# [Task statement]
The only acceptable reply is the number of lines in the material below that hold "light".

#####

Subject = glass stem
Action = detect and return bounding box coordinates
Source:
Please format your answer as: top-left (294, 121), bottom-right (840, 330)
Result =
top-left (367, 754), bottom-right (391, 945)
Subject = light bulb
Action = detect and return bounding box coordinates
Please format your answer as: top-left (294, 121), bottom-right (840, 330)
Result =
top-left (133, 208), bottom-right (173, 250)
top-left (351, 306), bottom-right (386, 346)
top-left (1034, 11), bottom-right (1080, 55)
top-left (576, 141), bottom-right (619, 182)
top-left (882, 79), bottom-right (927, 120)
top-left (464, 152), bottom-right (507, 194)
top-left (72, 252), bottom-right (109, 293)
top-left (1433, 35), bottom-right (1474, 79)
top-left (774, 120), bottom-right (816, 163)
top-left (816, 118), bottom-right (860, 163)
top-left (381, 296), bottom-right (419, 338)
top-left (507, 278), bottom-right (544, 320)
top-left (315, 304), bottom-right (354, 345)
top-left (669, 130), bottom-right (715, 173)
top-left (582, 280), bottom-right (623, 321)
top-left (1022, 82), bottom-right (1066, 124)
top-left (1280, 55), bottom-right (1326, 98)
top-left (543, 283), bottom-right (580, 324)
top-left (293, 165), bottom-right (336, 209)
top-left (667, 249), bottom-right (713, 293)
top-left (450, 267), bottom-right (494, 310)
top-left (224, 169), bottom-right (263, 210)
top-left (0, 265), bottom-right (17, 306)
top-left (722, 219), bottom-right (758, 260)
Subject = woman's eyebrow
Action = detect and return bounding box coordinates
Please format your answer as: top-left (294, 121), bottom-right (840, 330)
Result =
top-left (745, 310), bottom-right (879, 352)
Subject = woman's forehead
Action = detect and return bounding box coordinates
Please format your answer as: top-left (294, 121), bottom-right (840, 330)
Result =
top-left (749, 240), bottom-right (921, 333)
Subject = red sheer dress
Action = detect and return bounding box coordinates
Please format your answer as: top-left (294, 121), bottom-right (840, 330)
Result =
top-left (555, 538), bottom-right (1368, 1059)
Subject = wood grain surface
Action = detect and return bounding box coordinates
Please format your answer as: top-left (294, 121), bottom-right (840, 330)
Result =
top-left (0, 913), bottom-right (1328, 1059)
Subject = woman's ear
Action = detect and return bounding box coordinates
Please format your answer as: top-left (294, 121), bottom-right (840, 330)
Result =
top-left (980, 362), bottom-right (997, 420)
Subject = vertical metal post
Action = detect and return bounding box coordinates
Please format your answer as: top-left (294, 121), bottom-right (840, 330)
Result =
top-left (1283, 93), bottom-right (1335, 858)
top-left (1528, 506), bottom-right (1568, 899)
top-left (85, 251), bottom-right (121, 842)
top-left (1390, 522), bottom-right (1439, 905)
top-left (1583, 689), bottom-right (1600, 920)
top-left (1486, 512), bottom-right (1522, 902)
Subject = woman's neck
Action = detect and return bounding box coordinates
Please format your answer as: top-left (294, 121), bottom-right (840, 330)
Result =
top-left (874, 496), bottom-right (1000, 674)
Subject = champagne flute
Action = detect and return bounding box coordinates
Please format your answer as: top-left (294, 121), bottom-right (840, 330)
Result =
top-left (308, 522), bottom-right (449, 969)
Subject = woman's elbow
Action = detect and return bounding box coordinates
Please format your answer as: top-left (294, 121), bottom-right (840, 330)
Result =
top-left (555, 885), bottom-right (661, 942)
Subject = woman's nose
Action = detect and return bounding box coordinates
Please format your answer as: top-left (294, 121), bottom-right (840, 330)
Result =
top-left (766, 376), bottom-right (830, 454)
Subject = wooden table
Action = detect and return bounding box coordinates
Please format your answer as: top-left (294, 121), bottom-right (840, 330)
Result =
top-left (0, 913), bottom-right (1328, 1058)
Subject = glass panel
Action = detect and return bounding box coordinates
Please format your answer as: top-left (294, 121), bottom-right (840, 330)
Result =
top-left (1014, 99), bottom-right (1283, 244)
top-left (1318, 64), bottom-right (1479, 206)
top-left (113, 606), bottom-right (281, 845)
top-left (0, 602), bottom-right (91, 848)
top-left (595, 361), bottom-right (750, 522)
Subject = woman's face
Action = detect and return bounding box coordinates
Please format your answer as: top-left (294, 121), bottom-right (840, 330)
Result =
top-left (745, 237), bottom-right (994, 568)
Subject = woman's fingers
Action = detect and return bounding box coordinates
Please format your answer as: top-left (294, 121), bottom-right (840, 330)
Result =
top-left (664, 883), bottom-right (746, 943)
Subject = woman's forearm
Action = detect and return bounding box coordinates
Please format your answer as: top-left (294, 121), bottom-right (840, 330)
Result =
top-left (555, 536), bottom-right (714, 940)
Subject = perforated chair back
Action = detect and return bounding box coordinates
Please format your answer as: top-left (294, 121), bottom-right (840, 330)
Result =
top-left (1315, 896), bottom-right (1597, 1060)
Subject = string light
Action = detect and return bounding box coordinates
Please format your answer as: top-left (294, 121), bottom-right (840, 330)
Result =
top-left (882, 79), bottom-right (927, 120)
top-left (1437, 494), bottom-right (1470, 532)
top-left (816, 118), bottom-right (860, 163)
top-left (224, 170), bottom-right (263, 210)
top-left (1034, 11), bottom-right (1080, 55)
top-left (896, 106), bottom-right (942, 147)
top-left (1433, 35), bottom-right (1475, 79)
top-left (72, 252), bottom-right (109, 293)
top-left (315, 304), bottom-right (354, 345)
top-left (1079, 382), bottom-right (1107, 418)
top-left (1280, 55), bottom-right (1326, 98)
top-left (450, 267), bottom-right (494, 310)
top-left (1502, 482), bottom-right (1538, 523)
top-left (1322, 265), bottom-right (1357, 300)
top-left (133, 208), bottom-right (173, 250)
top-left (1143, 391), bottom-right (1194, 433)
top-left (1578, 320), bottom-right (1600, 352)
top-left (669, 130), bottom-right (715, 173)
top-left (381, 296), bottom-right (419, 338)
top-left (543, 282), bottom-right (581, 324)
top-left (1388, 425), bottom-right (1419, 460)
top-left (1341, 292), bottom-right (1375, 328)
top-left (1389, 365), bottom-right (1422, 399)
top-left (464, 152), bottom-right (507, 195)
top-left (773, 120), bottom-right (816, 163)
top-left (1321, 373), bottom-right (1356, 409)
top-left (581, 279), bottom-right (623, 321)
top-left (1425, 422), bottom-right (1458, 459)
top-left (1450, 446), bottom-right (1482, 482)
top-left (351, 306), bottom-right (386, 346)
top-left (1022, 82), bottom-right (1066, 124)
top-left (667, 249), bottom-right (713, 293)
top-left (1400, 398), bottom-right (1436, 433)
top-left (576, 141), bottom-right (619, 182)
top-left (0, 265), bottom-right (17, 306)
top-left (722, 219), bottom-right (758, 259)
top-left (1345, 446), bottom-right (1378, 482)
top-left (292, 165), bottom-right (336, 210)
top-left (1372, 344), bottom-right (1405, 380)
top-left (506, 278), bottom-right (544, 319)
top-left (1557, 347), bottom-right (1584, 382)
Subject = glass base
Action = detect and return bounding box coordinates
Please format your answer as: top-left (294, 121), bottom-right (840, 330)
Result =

#####

# [Solved exercise]
2